**Stated goal:**
Quote everything from the line containing "Mark one point on each instance of the metal" down to the line containing "pixel 390 305", both included, repeating those lines exactly as they stand in the items.

**Excerpted records:**
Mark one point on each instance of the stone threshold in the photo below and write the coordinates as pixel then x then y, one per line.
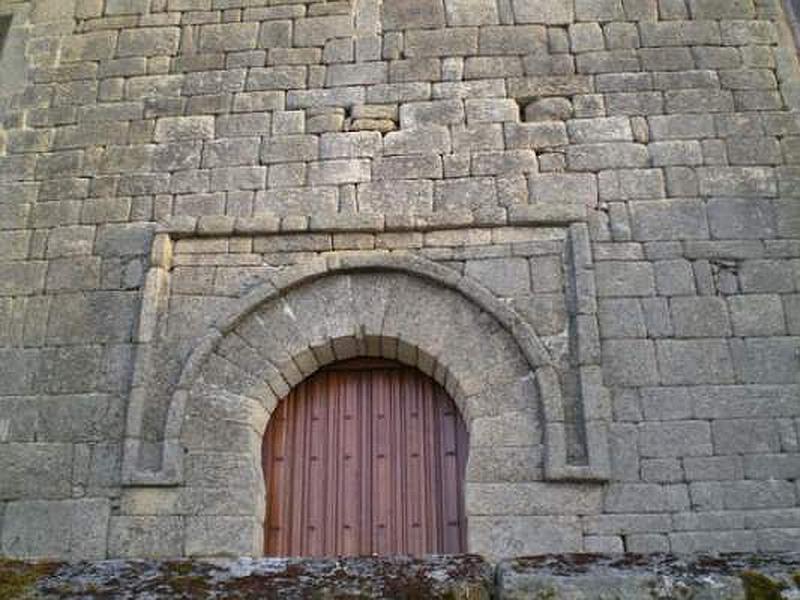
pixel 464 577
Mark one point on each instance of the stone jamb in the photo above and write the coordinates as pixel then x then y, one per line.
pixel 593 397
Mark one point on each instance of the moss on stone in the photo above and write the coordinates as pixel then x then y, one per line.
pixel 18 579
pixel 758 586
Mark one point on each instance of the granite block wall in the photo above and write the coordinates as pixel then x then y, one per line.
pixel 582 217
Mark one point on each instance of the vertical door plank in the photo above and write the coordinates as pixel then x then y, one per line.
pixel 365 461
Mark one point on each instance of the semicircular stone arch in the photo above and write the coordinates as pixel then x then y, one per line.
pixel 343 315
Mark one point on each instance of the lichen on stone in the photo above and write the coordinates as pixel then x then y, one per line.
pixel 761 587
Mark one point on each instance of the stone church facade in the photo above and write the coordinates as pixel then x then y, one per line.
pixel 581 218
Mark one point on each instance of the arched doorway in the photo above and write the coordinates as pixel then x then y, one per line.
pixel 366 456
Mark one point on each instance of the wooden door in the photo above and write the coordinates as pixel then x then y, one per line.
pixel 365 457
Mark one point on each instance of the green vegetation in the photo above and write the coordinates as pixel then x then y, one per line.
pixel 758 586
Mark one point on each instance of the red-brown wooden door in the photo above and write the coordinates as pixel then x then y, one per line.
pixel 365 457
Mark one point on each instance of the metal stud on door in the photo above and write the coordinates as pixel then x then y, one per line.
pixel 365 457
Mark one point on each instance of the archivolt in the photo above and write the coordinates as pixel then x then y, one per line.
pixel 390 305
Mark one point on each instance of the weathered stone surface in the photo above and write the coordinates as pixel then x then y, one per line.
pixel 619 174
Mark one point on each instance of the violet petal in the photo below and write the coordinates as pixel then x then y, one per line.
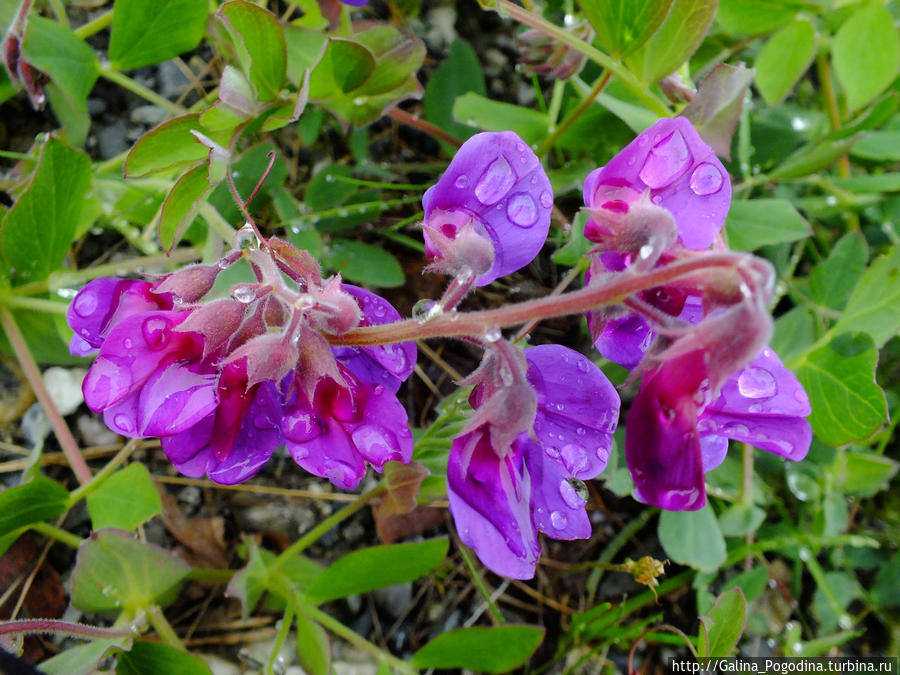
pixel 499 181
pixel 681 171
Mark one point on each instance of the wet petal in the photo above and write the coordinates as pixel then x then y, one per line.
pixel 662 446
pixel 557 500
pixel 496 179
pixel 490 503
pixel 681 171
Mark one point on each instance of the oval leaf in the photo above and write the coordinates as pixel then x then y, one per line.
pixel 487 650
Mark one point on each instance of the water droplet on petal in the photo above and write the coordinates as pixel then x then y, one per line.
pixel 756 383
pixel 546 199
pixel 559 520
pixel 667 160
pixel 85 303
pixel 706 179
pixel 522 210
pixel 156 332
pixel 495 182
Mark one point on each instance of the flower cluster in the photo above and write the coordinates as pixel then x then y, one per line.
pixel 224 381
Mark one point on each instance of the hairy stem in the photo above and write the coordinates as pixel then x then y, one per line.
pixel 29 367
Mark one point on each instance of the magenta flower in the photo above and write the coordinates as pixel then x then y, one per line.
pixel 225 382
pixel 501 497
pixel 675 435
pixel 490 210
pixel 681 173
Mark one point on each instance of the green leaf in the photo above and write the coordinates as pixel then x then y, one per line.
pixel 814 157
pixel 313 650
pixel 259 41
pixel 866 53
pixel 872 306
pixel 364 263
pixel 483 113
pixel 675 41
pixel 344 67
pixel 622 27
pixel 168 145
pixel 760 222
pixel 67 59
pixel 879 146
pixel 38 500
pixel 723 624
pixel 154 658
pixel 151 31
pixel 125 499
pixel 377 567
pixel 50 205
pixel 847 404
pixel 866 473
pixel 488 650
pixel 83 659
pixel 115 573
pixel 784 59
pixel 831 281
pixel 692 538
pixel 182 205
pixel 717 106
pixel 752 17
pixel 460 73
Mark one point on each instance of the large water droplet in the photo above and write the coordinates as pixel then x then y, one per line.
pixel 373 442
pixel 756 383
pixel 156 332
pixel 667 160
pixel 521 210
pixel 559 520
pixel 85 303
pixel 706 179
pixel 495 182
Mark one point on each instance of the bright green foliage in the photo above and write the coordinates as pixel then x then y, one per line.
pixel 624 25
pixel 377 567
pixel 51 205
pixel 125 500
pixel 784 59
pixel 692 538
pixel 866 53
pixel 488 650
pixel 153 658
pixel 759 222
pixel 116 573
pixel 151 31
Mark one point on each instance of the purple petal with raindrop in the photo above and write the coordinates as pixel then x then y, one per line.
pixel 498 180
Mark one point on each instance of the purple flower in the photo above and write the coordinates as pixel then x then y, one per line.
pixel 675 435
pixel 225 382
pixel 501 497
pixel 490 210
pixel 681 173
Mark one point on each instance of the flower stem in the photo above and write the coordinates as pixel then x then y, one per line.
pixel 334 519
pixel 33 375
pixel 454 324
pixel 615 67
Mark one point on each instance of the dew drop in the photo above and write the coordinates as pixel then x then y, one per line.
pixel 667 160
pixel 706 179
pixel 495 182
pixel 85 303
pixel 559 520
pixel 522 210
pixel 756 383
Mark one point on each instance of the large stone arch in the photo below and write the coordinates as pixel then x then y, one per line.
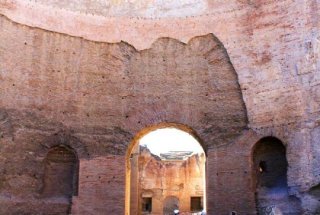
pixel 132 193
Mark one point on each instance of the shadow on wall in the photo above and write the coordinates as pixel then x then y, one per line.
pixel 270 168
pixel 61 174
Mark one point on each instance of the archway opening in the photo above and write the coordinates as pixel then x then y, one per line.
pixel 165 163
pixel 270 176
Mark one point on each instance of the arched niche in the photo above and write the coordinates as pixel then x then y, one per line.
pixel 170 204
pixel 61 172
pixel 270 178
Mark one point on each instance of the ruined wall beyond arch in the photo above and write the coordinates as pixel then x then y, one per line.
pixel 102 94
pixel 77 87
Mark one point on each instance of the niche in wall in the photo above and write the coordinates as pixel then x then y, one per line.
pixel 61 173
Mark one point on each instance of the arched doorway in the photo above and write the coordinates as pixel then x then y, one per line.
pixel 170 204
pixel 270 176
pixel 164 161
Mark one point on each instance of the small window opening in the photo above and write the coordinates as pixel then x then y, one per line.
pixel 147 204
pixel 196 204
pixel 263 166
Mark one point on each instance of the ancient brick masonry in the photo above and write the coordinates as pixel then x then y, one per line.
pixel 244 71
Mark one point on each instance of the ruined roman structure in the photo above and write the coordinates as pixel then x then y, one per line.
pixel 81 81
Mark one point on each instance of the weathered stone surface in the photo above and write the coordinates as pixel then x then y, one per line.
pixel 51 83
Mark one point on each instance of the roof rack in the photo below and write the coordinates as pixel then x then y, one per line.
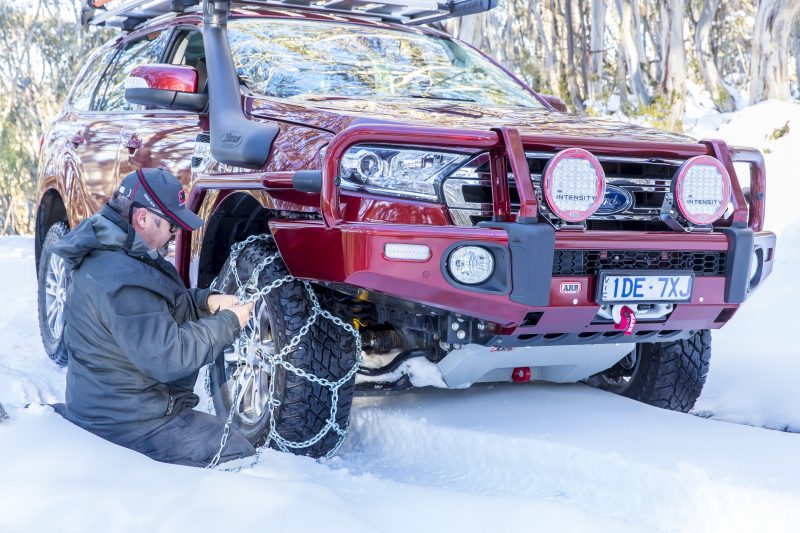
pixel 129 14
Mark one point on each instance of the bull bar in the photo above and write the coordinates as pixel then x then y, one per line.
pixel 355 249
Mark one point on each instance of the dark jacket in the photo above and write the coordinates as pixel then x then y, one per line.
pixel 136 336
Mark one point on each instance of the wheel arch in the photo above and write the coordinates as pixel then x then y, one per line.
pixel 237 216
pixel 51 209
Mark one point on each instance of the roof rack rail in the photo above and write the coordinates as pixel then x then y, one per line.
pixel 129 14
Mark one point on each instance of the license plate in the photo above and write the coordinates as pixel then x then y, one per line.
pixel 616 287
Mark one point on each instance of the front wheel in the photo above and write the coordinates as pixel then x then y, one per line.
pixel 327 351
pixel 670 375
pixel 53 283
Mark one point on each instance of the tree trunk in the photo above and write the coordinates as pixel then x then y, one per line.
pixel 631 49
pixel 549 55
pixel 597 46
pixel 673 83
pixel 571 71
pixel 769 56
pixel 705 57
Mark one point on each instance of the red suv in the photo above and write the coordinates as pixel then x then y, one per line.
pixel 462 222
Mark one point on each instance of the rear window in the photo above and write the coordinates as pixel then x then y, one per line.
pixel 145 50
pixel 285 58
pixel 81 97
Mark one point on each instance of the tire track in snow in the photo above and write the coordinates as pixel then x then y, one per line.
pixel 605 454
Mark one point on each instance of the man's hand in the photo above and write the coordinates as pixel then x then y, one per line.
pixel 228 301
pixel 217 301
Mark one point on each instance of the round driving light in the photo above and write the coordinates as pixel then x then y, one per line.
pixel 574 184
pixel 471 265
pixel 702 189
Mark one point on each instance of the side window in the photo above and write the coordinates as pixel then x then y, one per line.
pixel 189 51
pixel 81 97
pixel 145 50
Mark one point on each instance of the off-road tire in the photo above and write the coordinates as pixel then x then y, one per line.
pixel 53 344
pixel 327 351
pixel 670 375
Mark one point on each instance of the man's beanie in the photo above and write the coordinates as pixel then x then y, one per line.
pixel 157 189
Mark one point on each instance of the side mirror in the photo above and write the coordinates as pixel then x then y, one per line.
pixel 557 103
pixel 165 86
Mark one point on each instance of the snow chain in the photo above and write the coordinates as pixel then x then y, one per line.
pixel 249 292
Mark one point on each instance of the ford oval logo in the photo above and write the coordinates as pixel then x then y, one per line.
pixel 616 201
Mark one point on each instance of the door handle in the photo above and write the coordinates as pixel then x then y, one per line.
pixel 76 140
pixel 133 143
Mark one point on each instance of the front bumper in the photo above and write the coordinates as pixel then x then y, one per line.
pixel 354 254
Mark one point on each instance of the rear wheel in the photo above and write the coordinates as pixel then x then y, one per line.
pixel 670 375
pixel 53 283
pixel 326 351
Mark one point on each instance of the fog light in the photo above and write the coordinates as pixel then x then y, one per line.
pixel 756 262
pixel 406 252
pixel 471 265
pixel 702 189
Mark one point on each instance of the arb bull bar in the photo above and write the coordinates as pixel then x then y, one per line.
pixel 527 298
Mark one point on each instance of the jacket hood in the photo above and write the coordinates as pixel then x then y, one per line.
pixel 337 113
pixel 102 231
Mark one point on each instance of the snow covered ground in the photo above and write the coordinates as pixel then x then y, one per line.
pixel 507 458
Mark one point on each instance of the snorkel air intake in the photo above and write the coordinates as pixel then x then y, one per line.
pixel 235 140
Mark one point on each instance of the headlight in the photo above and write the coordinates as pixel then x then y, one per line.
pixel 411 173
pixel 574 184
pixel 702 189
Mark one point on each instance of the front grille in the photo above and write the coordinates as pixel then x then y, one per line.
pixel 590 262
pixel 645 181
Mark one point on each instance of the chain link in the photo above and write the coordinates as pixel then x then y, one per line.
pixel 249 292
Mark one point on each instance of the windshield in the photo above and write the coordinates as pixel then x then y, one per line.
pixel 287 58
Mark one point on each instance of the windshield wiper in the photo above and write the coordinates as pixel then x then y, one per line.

**Response for this exercise:**
Mark one point on each instance of the metal stud on door in the photo above and write the coordinates as pixel then x then y, one per line.
pixel 365 457
Mark one point on each instance of the archivolt in the photo above and write the coordinates as pixel then x then y, one per line.
pixel 390 305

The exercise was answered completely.